** START OF Document extract **

Re: [PATCH tip-pti 2/2] x86/entry: interleave XOR register clearing with PUSH/MOV instructions

From: Andy Lutomirski
Date: Tue Feb 06 2018 - 18:06:11 EST


On Tue, Feb 6, 2018 at 10:48 PM, Linus Torvalds
<torvalds@xxxxxxxxxxxxxxxxxxxx> wrote:
> On Tue, Feb 6, 2018 at 1:32 PM, Dominik Brodowski
> <linux@xxxxxxxxxxxxxxxxxxxx> wrote:
>> Same as is done for syscalls, interleave XOR with PUSH or MOV
>> instructions for exceptions/interrupts, in order to minimize
>> the cost of the additional instructions required for register
>> clearing.
>
> Side note: I would _really_ like to see
>
> (a) SAVE_{C,EXTRA}_REGS go away entirely, to be replaced by just SAVE_REGS.
>
> We never use them independently of each other any more.
>
> (b) Get rid of ALLOC_PT_GPREGS_ON_STACK entirely, and make SAVE_REGS
> use pushq's instead of movs.

** END OF Document extract **
** START OF Data supplied **

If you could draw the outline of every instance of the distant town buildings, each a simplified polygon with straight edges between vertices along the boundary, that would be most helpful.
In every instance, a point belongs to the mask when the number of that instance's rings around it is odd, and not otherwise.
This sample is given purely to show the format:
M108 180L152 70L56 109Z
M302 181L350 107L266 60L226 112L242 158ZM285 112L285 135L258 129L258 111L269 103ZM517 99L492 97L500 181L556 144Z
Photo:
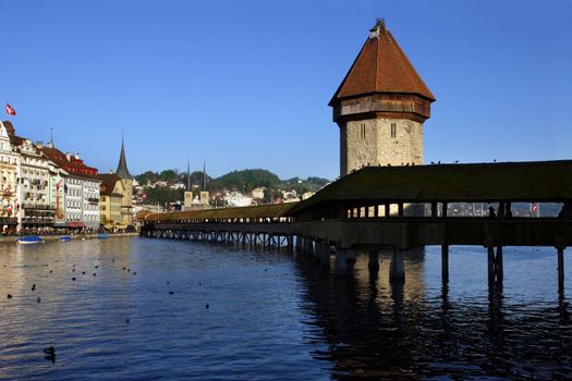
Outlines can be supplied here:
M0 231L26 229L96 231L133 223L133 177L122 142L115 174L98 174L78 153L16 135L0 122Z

** END OF Data supplied **
** START OF Data supplied **

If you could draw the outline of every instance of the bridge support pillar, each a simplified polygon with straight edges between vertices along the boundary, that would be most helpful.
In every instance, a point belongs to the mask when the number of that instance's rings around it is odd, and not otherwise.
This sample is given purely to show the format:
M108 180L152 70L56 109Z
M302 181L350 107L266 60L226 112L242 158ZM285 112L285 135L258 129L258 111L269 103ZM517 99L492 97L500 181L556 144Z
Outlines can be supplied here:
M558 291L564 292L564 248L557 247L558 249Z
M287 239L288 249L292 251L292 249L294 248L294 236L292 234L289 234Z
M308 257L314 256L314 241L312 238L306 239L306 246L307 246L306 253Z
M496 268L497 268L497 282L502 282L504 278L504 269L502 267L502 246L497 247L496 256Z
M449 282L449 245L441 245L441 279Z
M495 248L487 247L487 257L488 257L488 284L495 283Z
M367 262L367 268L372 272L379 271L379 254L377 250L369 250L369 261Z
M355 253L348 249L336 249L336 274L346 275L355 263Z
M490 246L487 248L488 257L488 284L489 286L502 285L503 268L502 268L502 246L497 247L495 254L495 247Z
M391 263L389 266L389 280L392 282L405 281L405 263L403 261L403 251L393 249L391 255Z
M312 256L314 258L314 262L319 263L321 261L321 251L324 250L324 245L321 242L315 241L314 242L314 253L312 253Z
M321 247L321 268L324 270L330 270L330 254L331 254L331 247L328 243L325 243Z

** END OF Data supplied **

Reproduce the part of the x86/entry patch reply above between "On Tue, Feb 6, 2018 at 10:48" and "other any more.", inclusive.

#### Exercise answer:
On Tue, Feb 6, 2018 at 10:48 PM, Linus Torvalds
<torvalds@xxxxxxxxxxxxxxxxxxxx> wrote:
> On Tue, Feb 6, 2018 at 1:32 PM, Dominik Brodowski
> <linux@xxxxxxxxxxxxxxxxxxxx> wrote:
>> Same as is done for syscalls, interleave XOR with PUSH or MOV
>> instructions for exceptions/interrupts, in order to minimize
>> the cost of the additional instructions required for register
>> clearing.
>
> Side note: I would _really_ like to see
>
> (a) SAVE_{C,EXTRA}_REGS go away entirely, to be replaced by just SAVE_REGS.
>
> We never use them independently of each other any more.